(TASK)
Identify every line in the data below that contains the word "white", and copy each of those lines in full.

Data entries
..........
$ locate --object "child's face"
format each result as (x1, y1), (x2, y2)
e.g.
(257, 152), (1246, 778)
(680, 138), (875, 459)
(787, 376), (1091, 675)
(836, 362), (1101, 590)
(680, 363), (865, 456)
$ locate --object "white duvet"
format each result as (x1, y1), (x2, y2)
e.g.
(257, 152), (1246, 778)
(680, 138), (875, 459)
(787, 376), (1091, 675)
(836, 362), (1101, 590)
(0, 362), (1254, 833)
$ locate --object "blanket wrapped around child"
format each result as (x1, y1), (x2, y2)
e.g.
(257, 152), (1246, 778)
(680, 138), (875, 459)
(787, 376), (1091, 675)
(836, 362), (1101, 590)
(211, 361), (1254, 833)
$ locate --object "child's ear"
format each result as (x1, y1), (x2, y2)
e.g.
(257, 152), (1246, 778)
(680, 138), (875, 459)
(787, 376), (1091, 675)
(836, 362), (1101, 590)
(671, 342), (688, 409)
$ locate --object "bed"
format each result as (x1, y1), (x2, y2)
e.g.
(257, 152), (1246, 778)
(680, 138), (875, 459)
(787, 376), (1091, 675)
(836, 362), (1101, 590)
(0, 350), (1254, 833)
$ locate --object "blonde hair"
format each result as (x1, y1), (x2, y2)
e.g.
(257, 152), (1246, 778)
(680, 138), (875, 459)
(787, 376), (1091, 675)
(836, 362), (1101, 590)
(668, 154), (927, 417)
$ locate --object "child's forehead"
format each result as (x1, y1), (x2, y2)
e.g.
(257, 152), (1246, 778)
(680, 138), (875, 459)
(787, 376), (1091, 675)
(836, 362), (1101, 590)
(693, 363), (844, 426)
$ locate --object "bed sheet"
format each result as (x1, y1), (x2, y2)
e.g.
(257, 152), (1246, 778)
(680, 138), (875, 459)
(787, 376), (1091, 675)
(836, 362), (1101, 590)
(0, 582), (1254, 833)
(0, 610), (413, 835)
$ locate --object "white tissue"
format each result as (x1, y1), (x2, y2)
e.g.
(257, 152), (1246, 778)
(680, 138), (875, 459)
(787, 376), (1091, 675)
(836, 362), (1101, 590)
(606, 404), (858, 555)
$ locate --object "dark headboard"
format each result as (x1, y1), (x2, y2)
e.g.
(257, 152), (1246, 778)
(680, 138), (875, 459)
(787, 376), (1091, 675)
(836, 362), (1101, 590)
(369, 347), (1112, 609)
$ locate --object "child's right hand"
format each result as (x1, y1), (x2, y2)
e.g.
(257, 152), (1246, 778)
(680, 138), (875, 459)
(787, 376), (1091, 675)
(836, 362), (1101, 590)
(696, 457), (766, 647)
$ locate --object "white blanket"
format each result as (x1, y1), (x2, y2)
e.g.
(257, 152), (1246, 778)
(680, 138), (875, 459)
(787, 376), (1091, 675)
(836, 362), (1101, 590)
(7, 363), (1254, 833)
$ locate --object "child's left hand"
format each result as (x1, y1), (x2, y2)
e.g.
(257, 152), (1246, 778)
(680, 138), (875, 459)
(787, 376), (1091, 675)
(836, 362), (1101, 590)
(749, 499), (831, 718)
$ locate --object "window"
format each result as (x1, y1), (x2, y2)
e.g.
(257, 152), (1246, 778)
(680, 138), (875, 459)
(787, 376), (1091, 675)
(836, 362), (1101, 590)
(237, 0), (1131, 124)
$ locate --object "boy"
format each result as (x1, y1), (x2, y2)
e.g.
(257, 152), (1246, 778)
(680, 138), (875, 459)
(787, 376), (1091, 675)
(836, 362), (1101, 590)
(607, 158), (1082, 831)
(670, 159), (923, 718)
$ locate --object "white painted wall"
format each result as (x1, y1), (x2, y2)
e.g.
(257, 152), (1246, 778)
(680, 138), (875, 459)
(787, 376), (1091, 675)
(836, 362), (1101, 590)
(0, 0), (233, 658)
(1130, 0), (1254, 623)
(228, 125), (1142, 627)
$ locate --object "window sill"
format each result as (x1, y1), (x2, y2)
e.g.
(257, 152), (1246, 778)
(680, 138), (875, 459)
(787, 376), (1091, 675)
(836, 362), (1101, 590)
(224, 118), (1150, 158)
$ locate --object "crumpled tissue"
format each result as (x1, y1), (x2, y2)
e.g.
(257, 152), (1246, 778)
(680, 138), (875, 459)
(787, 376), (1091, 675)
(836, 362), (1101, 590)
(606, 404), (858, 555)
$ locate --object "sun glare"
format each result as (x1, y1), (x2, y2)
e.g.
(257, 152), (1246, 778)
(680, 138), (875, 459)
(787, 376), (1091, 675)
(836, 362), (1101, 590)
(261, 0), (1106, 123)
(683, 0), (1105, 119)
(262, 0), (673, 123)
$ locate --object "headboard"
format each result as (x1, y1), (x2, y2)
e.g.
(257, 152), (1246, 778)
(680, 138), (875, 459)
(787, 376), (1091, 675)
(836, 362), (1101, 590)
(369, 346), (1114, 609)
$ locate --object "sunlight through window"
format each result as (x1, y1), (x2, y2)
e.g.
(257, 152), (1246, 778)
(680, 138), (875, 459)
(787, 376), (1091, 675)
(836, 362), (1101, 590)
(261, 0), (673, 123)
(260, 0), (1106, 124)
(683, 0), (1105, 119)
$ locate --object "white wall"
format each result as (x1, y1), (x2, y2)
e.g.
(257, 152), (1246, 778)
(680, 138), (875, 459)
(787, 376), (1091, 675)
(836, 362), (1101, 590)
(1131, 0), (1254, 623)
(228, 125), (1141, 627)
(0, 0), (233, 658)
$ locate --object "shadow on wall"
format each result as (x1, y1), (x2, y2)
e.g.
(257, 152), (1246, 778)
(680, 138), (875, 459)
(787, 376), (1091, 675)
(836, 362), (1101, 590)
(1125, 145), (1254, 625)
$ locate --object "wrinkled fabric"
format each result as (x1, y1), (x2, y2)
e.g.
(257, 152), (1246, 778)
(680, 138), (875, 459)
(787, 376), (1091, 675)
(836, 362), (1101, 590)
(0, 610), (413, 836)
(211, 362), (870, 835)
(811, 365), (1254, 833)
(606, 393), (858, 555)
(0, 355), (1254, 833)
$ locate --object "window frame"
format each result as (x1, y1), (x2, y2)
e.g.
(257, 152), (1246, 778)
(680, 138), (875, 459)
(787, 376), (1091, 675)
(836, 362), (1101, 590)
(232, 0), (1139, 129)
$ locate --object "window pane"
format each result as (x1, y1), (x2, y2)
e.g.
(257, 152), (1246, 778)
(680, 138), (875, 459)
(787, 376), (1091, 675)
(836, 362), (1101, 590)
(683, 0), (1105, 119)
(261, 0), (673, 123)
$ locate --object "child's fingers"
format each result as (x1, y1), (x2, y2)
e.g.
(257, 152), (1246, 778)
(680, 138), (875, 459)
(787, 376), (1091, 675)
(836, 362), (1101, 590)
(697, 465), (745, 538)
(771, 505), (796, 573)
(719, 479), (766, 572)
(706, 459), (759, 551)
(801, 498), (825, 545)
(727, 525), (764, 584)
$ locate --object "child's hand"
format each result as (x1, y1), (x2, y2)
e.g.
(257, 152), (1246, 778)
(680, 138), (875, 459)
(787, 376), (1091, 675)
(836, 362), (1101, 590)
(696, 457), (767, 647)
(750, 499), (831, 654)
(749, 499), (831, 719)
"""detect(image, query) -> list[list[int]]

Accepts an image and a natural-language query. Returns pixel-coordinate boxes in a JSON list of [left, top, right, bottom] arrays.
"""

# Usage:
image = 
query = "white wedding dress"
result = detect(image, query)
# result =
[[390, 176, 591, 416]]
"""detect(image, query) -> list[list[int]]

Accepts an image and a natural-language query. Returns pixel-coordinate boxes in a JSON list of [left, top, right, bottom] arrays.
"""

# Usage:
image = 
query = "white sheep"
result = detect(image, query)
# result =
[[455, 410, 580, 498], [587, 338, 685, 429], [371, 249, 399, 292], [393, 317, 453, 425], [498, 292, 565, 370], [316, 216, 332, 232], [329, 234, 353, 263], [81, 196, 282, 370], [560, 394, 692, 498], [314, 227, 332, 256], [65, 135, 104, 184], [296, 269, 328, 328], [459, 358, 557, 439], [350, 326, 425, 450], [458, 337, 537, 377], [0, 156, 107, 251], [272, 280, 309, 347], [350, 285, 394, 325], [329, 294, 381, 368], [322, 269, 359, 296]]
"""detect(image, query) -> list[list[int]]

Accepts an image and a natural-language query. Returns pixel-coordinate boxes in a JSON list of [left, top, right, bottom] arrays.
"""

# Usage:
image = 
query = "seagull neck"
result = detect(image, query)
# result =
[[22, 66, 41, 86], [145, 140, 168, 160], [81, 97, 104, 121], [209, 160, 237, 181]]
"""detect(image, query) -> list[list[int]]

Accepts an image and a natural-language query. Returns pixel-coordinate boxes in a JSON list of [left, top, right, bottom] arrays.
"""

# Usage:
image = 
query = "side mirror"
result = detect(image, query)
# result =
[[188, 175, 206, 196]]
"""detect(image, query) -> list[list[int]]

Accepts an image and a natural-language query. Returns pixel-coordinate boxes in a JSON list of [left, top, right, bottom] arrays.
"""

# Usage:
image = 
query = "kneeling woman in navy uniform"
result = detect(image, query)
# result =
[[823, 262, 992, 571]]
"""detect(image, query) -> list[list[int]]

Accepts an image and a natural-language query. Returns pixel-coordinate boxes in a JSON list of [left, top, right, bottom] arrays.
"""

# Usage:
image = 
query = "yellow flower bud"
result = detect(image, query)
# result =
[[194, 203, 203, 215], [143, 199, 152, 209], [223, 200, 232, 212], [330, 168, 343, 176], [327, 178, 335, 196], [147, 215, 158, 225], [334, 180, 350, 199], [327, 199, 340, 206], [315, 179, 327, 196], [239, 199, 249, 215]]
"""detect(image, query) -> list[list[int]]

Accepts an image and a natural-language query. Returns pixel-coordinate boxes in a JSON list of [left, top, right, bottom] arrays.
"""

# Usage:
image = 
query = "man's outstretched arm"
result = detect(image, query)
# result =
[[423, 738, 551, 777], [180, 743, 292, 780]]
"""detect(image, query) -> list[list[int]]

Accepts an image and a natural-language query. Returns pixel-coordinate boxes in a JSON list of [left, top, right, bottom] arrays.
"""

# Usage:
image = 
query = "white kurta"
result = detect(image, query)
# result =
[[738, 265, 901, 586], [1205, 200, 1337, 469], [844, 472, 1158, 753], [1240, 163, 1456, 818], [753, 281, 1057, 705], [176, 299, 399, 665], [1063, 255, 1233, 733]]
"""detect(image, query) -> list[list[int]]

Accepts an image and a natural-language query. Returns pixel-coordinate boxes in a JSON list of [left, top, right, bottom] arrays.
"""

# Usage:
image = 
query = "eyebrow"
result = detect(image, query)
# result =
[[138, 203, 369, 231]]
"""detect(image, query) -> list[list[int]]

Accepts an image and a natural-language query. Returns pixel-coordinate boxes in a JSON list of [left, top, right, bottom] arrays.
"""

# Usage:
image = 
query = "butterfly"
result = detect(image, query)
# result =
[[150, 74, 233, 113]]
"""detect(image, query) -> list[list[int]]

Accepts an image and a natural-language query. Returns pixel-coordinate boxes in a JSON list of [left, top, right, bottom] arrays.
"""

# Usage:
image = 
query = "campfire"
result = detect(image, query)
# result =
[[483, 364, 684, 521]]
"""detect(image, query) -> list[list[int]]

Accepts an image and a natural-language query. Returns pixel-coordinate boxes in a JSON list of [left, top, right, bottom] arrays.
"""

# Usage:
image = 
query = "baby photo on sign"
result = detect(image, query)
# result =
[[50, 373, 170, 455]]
..........
(IN RESPONSE)
$ locate --object "white duvet"
$ locate --object "white tissue"
$ locate --object "white blanket"
$ locate --object "white painted wall"
$ locate --object "white wall"
query = "white wedding dress"
query = "white sheep"
query = "white kurta"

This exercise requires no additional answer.